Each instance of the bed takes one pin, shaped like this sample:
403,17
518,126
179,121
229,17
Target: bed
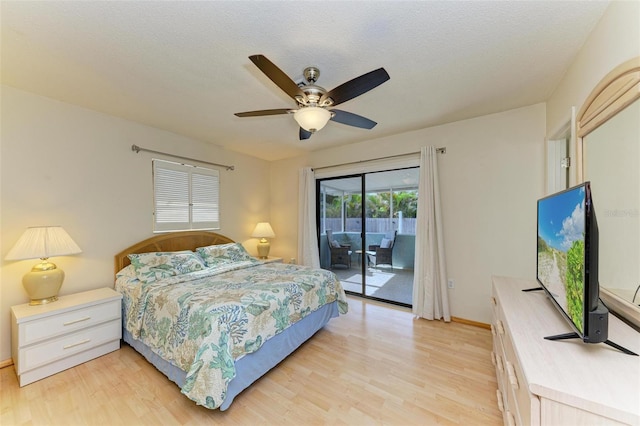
212,318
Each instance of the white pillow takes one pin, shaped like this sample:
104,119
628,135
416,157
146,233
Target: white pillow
386,243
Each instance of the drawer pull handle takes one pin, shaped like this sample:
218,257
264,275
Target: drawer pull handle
511,372
76,321
500,403
82,342
499,362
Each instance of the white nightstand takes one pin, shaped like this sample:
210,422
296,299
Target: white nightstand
47,339
271,259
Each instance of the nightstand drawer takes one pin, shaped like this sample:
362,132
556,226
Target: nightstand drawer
54,325
64,346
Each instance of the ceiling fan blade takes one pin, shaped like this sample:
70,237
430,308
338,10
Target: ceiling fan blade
357,86
263,112
304,134
277,76
351,119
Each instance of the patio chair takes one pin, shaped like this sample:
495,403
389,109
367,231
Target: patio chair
382,254
340,253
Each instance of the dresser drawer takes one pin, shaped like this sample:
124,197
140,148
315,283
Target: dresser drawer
66,322
64,346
────────────────────────────────────────
**Problem requirements**: Write out the records once more, exactly as they stand, with no images.

**Answer box**:
Each instance of the bed takes one pin, shaped like this sample:
403,17
518,126
179,121
229,17
Target: bed
212,318
Each instance of the white pillow takes one pin, shaped like this sample:
104,119
628,135
416,157
146,233
Target: white pillow
386,243
Each instance of the drawer pull handle takes one pin, shaped like this sample:
218,257
264,275
Target: drawer pull handle
511,372
76,321
500,403
82,342
499,362
Each instance of the white nightstand takes one pin, shaped like this sample:
210,422
296,299
Target: white nightstand
47,339
271,259
Each instance of the nightstand drawer takes one pin, shaped like this sample:
362,132
556,226
Target: nightstand drawer
54,325
64,346
Each instance of the ceiling fan blade takes one pin, shaped like this sample:
70,237
430,308
338,10
Target: ceiling fan blade
357,86
263,112
304,134
277,76
351,119
Each instance of the patio chair takes one pin, shaped like this sample:
495,403
389,109
367,231
Target: patio chair
382,254
340,253
Each instance of the dresser drawer takes one pin, shaped like this sample:
124,197
140,148
315,283
Target: dresser drawer
66,322
64,346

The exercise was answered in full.